_WORK ORDER:_ Copy out the part of the news report on Father Stan Swamy that opens with the words containing "He completed 14" and closes with "until Nov. 5.", swapping "remand" for "custody".

Father Stan Swamy (Photo: supplied)
A special court in India's business capital Mumbai extended the judicial custody of an octogenarian Indian Jesuit for another two more weeks on Oct. 23, rejecting his plea for an interim-bail considering his advanced age and poor health.
The 84-year-old Father Stan Swamy was arrested on Oct. 8 on sedition charges and links with an outlawed Maoist group by National Investigation Agency (NIA), the federal anti-terror combat unit.
He completed 14 days of judicial custody on Oct. 22.The special court dealing with NIA cases agreed with investigators that the priest was arrested on non-bailable charges under the stringent Unlawful Activities Prevention Act (UAPA), his lawyers said.
"We sought an interim bail because of his old age, various sickness and also because of the perceived threat to his life from Covid-19 pandemic. But it was turned down," said Jesuit Father A Santhanam, a lawyer connected with the case.
The court extended his remand for another two weeks until Nov. 5.
Father Santhanam, a practicing lawyer in the Madurai bench of the Tamil Nadu High Court, told UCA News on Oct. 24 that the lawyers are now seeking "other legal recourses available in due course of time for relief to the elderly priest."
As part of his social activism, Father Swamy worked to secure freedom for young tribal men, arrested and jailed as undertrials, accused of being members of Maoist groups engaged in violence in eastern Jharkhand state.
Father Swamy is based in Ranchi, capital of Jharkhand state.
Soon after his arrest, Father Swamy was taken to Mumbai, Maharashtra state's capital in western India. He is accused of inciting violence in Bhima-Koregaon, a town in Maharashtra, on Jan. 1. 2018, in which one person was killed, and several others sustained wounds.
The priest maintained that he never visited Bhima-Koregaon. Hours before his arrest in a video posted on social media, he claimed the charges against him were part of a wider move to suppress dissent against government policies.
Father Swamy is among the 16 persons facing trial for sedition, conspiracy, and links with Maoist rebels, among other serious charges.
Rights activists say the arrested were framed for fighting against oppression and exploitation of the hapless tribal people, socially poor Dalits, and other weaker sections.
The civil society groups in India continue to with street demonstrations, webinars, online petitions seeking the release of the 16 people arrested and jailed.

_INPUT DATA:_

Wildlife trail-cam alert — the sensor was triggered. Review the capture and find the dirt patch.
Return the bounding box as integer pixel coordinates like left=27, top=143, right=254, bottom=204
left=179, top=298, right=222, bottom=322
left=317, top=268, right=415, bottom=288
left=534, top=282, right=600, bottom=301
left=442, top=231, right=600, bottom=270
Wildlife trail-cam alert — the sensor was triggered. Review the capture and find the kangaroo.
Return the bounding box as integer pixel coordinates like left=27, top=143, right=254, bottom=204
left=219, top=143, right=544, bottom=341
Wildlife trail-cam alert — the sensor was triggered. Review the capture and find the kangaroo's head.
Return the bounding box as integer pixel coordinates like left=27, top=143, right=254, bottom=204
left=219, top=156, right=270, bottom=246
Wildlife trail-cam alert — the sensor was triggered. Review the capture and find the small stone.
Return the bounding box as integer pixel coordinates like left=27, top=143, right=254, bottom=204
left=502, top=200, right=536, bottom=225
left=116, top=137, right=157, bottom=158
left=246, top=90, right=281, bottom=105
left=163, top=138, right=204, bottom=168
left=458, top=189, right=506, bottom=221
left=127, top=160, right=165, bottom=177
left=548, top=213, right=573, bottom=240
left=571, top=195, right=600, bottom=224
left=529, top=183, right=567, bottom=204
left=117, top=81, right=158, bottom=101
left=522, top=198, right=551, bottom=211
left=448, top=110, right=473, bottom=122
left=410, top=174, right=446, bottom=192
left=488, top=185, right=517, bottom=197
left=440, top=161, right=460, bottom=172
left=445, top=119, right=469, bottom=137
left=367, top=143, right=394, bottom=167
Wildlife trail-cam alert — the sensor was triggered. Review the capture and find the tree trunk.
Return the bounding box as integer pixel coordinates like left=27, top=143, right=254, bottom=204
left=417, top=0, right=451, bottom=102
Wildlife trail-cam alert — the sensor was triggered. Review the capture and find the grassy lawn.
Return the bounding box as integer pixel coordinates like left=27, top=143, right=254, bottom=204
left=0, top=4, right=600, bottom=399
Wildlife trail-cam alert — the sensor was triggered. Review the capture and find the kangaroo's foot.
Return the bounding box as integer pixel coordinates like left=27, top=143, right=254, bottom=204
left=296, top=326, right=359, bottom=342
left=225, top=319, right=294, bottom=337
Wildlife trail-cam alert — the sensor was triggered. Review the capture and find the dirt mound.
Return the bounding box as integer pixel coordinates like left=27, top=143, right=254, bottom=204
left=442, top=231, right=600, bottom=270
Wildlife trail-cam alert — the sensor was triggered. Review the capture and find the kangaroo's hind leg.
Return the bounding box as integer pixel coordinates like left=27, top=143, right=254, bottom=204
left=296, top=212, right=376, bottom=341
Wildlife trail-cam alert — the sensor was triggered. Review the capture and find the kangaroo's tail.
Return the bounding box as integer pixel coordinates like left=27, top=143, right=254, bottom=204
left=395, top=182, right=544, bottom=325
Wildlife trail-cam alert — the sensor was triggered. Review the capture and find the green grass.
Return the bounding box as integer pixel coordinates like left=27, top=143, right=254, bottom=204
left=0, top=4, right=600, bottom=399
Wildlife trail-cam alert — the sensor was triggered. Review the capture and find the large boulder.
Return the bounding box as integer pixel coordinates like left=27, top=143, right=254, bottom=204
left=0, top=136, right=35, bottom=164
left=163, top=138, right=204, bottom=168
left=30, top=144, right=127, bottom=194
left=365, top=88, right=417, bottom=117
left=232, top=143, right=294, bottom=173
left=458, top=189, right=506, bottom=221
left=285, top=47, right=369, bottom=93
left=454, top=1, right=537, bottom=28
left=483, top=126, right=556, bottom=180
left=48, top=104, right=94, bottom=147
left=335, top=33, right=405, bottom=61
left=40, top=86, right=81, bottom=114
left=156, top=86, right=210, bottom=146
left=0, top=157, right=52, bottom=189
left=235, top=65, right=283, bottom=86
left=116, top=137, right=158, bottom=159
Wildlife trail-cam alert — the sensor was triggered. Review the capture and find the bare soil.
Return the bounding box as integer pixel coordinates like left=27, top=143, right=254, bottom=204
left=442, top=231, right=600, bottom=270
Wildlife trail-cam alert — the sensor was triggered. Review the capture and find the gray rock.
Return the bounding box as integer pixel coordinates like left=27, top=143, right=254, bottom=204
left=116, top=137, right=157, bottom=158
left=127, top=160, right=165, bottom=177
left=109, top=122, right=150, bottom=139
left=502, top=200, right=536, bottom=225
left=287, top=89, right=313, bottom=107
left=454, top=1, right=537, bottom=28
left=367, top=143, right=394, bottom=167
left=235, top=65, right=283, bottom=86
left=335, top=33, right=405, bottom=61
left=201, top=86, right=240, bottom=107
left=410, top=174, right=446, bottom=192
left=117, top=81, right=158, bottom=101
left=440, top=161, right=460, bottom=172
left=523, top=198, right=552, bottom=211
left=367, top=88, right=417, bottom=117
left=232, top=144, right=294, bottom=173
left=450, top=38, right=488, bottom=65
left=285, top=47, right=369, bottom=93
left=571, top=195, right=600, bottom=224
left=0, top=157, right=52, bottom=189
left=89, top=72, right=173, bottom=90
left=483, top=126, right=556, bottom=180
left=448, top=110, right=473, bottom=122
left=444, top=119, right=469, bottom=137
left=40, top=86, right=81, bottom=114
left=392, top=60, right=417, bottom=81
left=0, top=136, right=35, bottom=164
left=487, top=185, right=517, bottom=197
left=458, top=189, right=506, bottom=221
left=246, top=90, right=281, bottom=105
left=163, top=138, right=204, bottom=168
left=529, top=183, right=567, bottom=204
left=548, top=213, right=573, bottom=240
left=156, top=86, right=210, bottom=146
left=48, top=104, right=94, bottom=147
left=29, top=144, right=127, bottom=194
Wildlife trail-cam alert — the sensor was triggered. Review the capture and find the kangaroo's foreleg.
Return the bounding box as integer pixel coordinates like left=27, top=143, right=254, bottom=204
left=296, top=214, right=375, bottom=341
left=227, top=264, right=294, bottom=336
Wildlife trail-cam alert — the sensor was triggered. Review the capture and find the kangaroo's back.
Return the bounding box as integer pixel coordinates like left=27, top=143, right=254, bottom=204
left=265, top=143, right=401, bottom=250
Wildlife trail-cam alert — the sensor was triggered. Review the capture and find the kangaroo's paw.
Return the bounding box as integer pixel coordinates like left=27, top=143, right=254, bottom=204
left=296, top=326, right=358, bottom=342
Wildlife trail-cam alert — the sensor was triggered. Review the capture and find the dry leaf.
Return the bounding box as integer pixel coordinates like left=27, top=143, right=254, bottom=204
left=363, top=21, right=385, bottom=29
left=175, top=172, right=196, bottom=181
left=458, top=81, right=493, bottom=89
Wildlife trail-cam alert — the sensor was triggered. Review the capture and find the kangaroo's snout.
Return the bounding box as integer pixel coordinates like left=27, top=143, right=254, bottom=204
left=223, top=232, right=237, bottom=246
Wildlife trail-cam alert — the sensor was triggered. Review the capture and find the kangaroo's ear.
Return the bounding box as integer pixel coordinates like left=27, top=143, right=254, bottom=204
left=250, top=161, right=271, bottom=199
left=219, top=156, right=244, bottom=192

_EXPECTED OUTPUT:_
He completed 14 days of judicial custody on Oct. 22.The special court dealing with NIA cases agreed with investigators that the priest was arrested on non-bailable charges under the stringent Unlawful Activities Prevention Act (UAPA), his lawyers said.
"We sought an interim bail because of his old age, various sickness and also because of the perceived threat to his life from Covid-19 pandemic. But it was turned down," said Jesuit Father A Santhanam, a lawyer connected with the case.
The court extended his custody for another two weeks until Nov. 5.